* [WHAT IS NEEDED]: Rewrite every line of the data below as a numbered list, omitting any blank lines.
....
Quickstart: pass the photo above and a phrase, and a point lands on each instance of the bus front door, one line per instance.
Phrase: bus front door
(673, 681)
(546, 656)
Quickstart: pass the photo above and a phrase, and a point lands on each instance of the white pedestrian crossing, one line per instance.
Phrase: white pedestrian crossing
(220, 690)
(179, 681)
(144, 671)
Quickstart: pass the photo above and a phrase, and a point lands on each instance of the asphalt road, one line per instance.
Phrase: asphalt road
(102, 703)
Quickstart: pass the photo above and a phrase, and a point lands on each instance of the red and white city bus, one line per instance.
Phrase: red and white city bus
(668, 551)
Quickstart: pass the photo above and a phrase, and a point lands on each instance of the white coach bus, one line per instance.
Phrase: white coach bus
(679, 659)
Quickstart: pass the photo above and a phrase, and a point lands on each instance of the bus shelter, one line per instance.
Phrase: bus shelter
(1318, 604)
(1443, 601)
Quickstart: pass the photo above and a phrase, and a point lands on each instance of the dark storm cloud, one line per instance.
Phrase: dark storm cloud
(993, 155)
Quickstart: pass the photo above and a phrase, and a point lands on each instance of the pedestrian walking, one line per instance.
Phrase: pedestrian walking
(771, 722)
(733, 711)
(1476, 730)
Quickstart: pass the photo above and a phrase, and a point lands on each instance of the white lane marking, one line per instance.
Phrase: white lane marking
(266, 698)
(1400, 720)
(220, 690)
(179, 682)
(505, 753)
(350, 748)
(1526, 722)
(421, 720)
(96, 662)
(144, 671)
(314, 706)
....
* [SOLUTION TO THIS TASK]:
1. Quickstart: pass the photo above and a phrase, and a point lands on each instance of the bus front door, one line per instance.
2. Phrase: bus front door
3. (673, 681)
4. (546, 656)
5. Quickstart: pass the photo above and a phrase, and a point lands on each instance of the white pedestrian crossing, one line per instance.
6. Phrase: white pedestrian crossing
7. (220, 690)
8. (179, 681)
9. (144, 671)
10. Quickstart: pass the photo above and a phrase, and a point lands on each instance of the asphalt road, one line per instance.
11. Phrase: asphalt road
12. (102, 703)
13. Quickstart: pass the photo above and a phrase, and a point lands on each instance of the red and white city bus, one line per instance.
14. Phrase: red and white city bus
15. (668, 551)
16. Quickstart: pass the photo above and a phrase, and a point lands on each instance of the white coach bus, one line per instance.
17. Phrase: white coach bus
18. (679, 659)
19. Quickstart: pass the photo above and a phrase, and a point lands on each instance of the bus shelter, one line per instance.
20. Phrase: bus shelter
21. (1318, 604)
22. (1443, 601)
23. Quickstart: pass the photo above and a phrase, and a point lands on each instance of the dark storm cloud, one line per instance.
24. Phrase: dark storm cloud
25. (993, 155)
26. Quickstart: pass the photo above and a phrase, and a point lands on each instance of the pedestrian walking, one line per instance.
27. Phrase: pedestrian walking
28. (771, 722)
29. (733, 711)
30. (1476, 730)
31. Quickstart: pass the photo above and a phrase, and a point lands on each instance of the white lane marking, one line per instance.
32. Phrase: white lane marking
33. (266, 698)
34. (1400, 720)
35. (220, 690)
36. (179, 682)
37. (505, 753)
38. (350, 748)
39. (1526, 722)
40. (421, 720)
41. (96, 662)
42. (144, 671)
43. (314, 706)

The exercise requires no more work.